#### SUPPLIED PASSAGE

NOTE: This piece was co-authored by Lillian Stone & Cara Michelle Smith.

Yes, Game of Thrones is ending. Yes, it’s the most successful television show in history. And, yes, there are probably millions of subscribers who’ve stuck around all these years for one show, and one show only. But fear not! Our crackerjack team of programmers at HBO has got it under lock. This killer lineup of prestige television will surely capture the hearts, imaginations and continued subscription of millions of Game of Thrones fans.

And if they don’t? Well, we’ll all be fired without severance! Just kidding. We’ll get severance.

THE WESTWORLD REPLACEMENT
OK, everybody knows we were counting on Westworld to take the baton. That didn’t happen. Which is fine. Season Two cost $100 million. It’s fine. So, instead of Westworld, HBO presents … Backwoods Planet. In Backwoods Planet, everything — and nothing — is real. It’s got costumes. It’s got syrupy accents. It’s got artificial intelligence, humans falling in love with robots, and a bunch of horses. But it’s not Westworld. Jonathan Nolan is insistent that this is not Westworld all over again.

########
#### MATERIAL SUPPLIED

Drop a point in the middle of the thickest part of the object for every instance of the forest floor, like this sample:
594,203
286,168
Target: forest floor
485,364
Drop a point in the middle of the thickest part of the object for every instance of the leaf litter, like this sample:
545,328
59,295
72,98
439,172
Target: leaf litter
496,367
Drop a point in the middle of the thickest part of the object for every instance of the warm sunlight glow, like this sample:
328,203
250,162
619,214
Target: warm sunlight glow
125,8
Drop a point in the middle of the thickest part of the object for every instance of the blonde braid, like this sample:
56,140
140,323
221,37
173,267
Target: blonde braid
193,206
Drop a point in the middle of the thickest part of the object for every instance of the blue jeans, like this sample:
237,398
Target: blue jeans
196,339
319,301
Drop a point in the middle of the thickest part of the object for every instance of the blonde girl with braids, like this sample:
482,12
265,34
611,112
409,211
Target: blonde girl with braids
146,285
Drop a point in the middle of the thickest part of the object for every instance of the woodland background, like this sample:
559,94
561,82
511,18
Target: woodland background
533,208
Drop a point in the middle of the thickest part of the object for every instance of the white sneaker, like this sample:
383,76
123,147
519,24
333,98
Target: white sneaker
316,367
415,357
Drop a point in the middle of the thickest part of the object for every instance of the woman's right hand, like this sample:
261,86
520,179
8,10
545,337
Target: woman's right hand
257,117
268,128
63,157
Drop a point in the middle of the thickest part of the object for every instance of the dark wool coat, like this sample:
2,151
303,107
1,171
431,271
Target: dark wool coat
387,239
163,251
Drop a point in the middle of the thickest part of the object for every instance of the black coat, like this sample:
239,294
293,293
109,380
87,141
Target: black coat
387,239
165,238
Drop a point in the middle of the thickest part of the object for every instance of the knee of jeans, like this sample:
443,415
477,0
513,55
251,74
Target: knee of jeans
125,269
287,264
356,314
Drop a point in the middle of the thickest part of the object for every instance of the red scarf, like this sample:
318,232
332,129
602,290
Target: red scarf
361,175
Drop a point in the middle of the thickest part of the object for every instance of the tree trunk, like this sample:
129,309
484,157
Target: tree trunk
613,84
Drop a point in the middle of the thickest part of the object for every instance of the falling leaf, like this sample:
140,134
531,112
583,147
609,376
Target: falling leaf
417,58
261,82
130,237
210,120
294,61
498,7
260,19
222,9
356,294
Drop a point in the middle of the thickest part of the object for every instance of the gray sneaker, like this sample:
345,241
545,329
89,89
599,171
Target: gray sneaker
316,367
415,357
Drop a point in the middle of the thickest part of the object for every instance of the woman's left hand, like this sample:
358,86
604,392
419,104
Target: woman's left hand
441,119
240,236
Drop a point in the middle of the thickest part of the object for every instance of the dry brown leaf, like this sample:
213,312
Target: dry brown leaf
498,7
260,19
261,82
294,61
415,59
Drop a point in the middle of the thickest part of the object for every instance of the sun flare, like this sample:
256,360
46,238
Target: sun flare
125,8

########

WRITTEN INSTRUCTION: Reproduce the part of the HBO lineup satire from "NOTE: This piece" to "of Thrones fans.", leaving every word as it stands.

ANSWER TO THIS TASK:
NOTE: This piece was co-authored by Lillian Stone & Cara Michelle Smith.

Yes, Game of Thrones is ending. Yes, it’s the most successful television show in history. And, yes, there are probably millions of subscribers who’ve stuck around all these years for one show, and one show only. But fear not! Our crackerjack team of programmers at HBO has got it under lock. This killer lineup of prestige television will surely capture the hearts, imaginations and continued subscription of millions of Game of Thrones fans.